─── Texte fourni ───

Le lait était moins cher à Toronto (pourtant sous l’emprise de la gestion de l’offre) qu’à Québec et Washington (dont les prix étaient identiques). Le fromage cheddar était aussi presque au même prix à Québec et Washington, la côtelette de porc et le pain étaient plus chers à Québec, ces deux derniers produits ne relevant pourtant pas de la gestion de l’offre.
Hé bin.
Conclusion : affirmer que la gestion de l’offre est responsable des écarts repose sur une fausse prémisse. Ils ajoutent : « de même, prétendre que l’abolition de la gestion de l’offre conduirait nécessairement à une baisse des prix au consommateur canadien constitue une fausse promesse.
Bref, discuter des mérites d’un système de régulation fait partie du débat démocratique. Mais proposer son démantèlement sous de fausses prémisses et de fausses promesses relève de la démagogie. Affirmer que les produits laitiers à la consommation se vendent deux fois plus cher au Canada qu’aux États-Unis relève de la désinformation et n’a rien à voir avec une analyse rigoureuse de la réalité. »

─── Liste des lignes ───

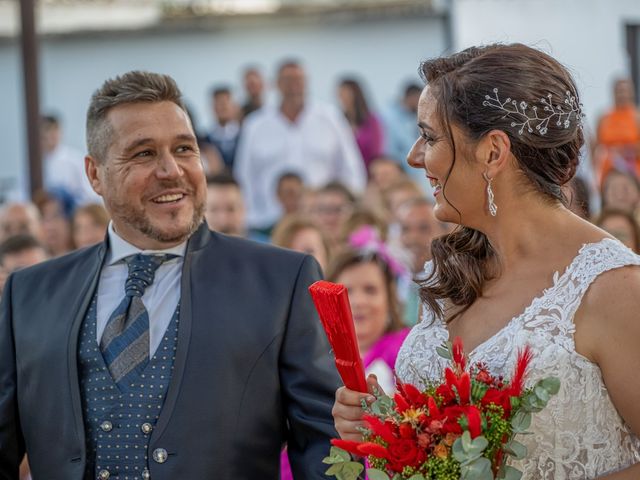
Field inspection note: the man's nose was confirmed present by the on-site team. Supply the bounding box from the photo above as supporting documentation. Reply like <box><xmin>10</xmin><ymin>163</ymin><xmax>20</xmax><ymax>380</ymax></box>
<box><xmin>156</xmin><ymin>152</ymin><xmax>182</xmax><ymax>178</ymax></box>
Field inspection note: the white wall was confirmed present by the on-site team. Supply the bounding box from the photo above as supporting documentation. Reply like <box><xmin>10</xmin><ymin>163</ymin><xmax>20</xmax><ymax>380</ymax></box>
<box><xmin>0</xmin><ymin>17</ymin><xmax>445</xmax><ymax>200</ymax></box>
<box><xmin>452</xmin><ymin>0</ymin><xmax>640</xmax><ymax>129</ymax></box>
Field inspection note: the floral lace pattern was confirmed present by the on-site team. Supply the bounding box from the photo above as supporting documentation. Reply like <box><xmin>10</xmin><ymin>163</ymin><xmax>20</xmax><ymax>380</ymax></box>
<box><xmin>396</xmin><ymin>239</ymin><xmax>640</xmax><ymax>480</ymax></box>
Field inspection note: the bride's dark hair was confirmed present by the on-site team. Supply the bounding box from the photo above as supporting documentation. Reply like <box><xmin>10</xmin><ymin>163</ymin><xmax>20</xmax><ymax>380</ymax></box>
<box><xmin>419</xmin><ymin>44</ymin><xmax>584</xmax><ymax>321</ymax></box>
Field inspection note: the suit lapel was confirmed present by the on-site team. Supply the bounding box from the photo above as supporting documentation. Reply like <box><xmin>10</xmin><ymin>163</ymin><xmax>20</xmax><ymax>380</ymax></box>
<box><xmin>153</xmin><ymin>223</ymin><xmax>211</xmax><ymax>440</ymax></box>
<box><xmin>66</xmin><ymin>241</ymin><xmax>107</xmax><ymax>451</ymax></box>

───

## Exercice écrit 1
Indiquez si chacune des affirmations suivantes concorde avec le texte sur la gestion de l’offre, en répondant par oui ou par non et en citant fidèlement les mots du texte qui tranchent la question.
(a) Le lait coûtait plus cher à Toronto qu’à Québec.
(b) La côtelette de porc et le pain ne relèvent pas de la gestion de l’offre.
(c) Discuter des mérites d’un système de régulation relève de la démagogie.
## Exercice écrit 2
Poursuivez le texte sur la gestion de l’offre par un court paragraphe qui reprend après sa dernière phrase.

## Résultat obtenu 1
(a) Non : « Le lait était moins cher à Toronto (pourtant sous l’emprise de la gestion de l’offre) qu’à Québec et Washington »
(b) Oui : « ces deux derniers produits ne relevant pourtant pas de la gestion de l’offre »
(c) Non : « discuter des mérites d’un système de régulation fait partie du débat démocratique »

## Résultat obtenu 2
Soudainement, ce qui saute aux yeux, c’est le manque de rigueur du débat démocratique. Comment se fait-il que quelqu’un qui se vante d’être un « lettré économique » puisse cacher la vérité? Pour servir sa cause?
Il ne serait le premier… ni le dernier.
On peut bien souhaiter faire un débat et réfléchir sur les changements à apporter au système de gestion de l’offre, aux améliorations qui lui seraient utiles. Mais, pour cela, il faudrait parler honnêtement, faire place aux faits, à un peu de froide rigueur et non pas à l’aveuglement idéologique nourri de machiavélisme.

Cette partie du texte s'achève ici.